── The records
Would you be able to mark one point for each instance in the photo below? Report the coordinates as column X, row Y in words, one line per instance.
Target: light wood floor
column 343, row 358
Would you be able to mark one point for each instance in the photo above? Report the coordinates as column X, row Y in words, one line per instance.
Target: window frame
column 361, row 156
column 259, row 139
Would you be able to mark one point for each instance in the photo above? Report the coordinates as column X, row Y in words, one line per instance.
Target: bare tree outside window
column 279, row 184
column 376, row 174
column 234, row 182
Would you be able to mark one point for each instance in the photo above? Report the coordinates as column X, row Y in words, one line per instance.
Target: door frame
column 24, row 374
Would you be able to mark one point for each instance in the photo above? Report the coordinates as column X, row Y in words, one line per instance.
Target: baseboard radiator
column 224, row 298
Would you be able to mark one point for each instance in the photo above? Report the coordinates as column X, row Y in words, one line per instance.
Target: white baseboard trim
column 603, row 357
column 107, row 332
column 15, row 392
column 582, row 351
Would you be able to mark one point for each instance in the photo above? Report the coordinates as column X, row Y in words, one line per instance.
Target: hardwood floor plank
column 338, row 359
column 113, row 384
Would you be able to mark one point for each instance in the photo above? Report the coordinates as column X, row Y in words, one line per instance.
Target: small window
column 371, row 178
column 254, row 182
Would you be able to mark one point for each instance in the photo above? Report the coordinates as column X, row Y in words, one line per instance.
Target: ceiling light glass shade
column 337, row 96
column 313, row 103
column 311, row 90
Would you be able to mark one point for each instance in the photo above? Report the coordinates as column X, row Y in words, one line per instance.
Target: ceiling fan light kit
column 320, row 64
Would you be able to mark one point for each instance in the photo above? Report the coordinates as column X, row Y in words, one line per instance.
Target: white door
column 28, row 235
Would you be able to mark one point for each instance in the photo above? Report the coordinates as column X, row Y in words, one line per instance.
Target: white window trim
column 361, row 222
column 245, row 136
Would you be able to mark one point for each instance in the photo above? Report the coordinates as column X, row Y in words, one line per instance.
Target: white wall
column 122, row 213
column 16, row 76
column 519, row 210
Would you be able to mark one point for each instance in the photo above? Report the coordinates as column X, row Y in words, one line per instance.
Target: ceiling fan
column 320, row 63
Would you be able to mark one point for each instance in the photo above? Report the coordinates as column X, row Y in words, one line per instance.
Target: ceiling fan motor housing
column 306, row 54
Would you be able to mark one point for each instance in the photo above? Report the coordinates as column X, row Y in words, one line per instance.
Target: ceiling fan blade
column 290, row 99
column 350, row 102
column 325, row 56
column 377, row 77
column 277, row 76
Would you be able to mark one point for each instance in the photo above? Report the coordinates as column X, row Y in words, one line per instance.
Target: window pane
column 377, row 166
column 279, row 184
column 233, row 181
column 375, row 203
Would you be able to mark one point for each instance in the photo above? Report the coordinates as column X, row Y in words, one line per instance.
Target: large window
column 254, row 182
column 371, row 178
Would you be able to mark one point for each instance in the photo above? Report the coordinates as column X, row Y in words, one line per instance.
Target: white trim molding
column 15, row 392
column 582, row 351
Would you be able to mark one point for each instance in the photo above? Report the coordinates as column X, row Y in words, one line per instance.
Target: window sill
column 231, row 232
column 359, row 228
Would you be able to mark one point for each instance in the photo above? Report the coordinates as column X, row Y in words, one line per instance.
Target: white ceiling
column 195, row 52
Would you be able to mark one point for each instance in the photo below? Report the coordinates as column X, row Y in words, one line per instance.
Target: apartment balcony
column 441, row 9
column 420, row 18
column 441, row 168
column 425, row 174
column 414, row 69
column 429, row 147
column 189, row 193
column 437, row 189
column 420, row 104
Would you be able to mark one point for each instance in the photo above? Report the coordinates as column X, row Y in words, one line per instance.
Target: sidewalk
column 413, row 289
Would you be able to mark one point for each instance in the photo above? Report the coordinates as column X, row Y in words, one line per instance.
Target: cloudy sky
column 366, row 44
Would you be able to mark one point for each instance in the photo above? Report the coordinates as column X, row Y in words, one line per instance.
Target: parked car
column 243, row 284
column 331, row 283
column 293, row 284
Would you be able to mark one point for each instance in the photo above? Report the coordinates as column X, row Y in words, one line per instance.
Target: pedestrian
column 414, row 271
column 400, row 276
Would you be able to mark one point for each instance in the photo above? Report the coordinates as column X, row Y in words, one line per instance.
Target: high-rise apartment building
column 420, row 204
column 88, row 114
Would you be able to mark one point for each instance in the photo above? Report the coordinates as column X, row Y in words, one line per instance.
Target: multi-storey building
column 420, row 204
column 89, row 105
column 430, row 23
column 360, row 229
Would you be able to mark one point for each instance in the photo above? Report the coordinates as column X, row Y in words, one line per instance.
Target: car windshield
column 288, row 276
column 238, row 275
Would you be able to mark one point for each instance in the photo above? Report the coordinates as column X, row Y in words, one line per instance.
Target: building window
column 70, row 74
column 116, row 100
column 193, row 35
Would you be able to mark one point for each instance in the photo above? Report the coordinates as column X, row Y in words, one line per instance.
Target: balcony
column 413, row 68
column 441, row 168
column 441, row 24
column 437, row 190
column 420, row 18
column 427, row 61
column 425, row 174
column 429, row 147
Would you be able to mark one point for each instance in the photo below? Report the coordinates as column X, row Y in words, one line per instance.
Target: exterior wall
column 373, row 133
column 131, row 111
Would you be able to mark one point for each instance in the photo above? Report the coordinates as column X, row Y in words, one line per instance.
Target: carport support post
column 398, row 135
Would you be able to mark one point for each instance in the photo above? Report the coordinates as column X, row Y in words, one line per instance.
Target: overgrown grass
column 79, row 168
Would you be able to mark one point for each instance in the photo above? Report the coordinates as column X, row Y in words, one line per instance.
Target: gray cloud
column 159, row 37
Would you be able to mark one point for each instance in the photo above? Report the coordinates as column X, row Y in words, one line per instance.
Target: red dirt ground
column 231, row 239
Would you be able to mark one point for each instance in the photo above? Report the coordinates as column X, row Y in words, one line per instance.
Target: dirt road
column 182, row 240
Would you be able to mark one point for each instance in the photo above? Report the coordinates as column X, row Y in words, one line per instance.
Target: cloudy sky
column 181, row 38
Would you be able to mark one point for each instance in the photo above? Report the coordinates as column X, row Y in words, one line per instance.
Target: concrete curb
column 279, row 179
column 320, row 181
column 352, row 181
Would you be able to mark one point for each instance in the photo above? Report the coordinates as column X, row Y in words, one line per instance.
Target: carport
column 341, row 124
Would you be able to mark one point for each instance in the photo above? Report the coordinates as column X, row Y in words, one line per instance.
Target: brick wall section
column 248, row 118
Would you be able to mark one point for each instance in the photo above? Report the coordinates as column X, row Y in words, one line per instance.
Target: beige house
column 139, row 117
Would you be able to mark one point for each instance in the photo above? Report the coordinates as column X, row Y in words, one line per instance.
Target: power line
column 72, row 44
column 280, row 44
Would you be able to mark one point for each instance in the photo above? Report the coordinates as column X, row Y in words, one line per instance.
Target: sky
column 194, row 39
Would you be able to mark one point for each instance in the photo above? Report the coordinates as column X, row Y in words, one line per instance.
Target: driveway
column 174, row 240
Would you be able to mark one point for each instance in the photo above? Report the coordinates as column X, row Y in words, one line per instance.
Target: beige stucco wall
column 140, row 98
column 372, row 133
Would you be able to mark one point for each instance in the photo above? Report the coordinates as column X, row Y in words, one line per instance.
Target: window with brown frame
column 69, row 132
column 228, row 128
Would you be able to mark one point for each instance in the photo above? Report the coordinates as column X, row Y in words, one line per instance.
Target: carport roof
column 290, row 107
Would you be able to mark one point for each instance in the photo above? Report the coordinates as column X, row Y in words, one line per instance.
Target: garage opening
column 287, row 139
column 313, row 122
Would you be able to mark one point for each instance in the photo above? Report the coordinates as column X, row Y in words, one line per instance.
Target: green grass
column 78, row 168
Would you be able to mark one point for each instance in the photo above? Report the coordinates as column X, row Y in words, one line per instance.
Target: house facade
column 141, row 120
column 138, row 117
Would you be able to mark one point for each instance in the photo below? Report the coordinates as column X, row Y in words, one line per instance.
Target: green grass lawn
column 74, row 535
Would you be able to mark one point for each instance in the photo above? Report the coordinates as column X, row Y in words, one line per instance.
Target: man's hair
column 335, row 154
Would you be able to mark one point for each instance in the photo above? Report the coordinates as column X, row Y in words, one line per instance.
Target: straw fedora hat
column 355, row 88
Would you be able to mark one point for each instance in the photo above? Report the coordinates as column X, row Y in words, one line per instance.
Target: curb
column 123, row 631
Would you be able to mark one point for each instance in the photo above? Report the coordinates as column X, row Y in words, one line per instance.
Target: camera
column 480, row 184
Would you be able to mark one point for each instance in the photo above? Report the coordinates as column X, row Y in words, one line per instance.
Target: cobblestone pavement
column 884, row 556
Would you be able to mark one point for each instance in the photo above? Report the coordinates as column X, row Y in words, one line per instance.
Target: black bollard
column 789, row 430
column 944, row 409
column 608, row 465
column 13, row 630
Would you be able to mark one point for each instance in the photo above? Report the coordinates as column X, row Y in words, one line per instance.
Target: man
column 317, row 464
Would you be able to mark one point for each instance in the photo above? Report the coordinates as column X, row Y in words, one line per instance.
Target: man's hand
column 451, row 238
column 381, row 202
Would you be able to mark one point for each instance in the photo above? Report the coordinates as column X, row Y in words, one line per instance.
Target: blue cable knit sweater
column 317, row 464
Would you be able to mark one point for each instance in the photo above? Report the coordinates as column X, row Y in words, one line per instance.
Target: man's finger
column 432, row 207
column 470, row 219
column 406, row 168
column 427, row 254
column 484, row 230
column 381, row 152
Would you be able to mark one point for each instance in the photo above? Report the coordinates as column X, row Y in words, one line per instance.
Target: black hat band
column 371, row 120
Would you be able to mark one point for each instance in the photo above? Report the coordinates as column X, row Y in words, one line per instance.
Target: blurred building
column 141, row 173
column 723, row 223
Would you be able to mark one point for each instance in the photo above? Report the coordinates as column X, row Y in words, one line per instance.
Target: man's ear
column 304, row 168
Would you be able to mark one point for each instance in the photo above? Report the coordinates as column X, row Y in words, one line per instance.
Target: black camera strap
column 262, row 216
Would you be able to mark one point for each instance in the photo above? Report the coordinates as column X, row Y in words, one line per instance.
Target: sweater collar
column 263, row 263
────
Gather every line of the records above that contains the word "house".

▶ **Output of the task**:
Target: beige house
Target: house facade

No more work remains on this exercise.